● **DOCUMENT TEXT**:
★ ★ ★
Growing, shrinking, stable, emerging, and exiting fronts
To explore the trends in nascent research we construct some variables to assist in our analysis. Following on previous work on emerging fronts (Small 2003), we measure the growth rates of fronts from the 1998–2003 dataset to the 1999–2004 dataset and categorize them as growing, stable, or shrinking. Growing fronts are those that have more papers in our 1999–2004 period than the sum of all of their contributing fronts in the 1998–2003 analysis (a ‘‘contributing front’’ means that at least one paper from an earlier front is in a later front). Similarly, shrinking fronts are those that are smaller than the sum of all their contributing fronts in the previous time period, and stable fronts are those for which the sum of all contributing fronts yields the same number of papers. Emerging fronts are fronts in the 1999–2004 dataset that contain no papers from the 1998–2003 dataset. Exiting fronts are fronts that existed in the 1998–2003 analysis but have no papers in any front in the 1999–2004 analysis. Some basic statistics about fronts are in Table 3.
★ ★ ★
● **TASK DATA**:
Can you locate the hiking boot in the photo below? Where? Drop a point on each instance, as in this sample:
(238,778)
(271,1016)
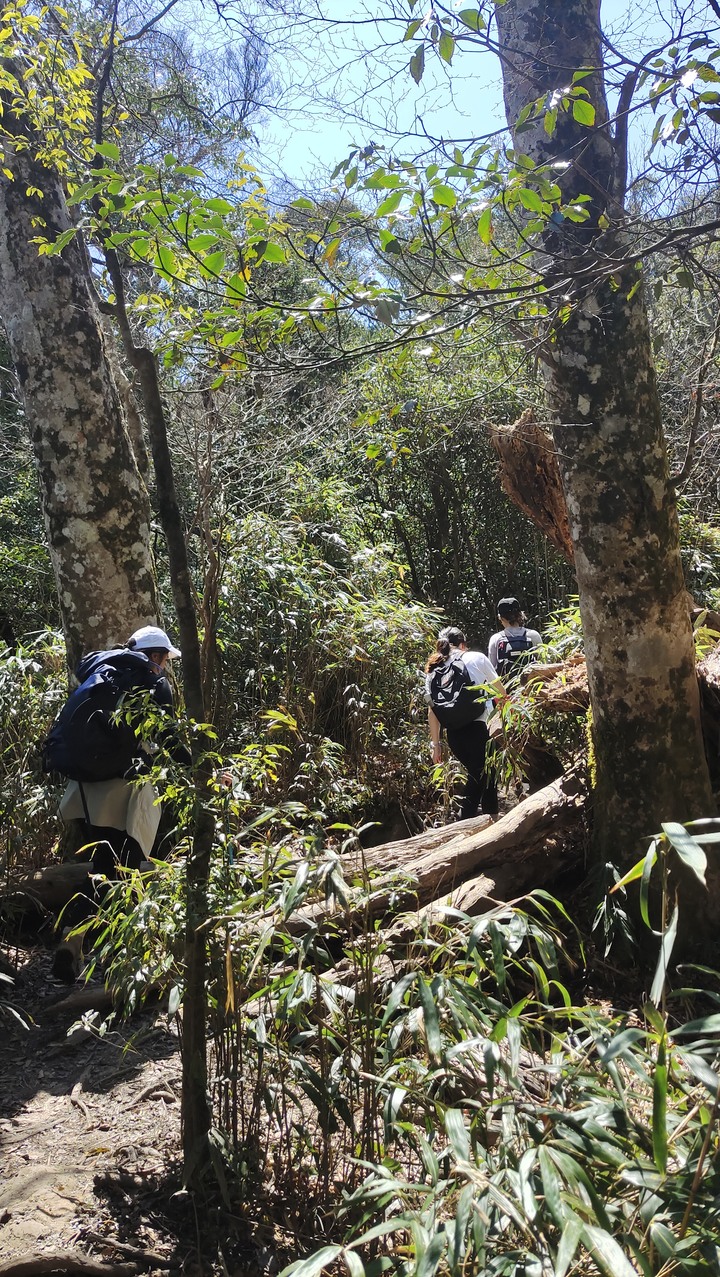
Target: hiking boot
(68,959)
★ ★ ★
● **WHAT YOU WILL DO**:
1 – In the passage on research fronts, what makes a front an emerging front?
2 – Transcribe the record that follows the passage on research fronts word for word, but leave the picture out.

● **THE RESULTS**:
1 – It is a front in the 1999–2004 dataset that contains no papers from the 1998–2003 dataset.

2 –
Can you locate the hiking boot in the photo below? Where? Drop a point on each instance, as in this sample:
(238,778)
(271,1016)
Target: hiking boot
(68,959)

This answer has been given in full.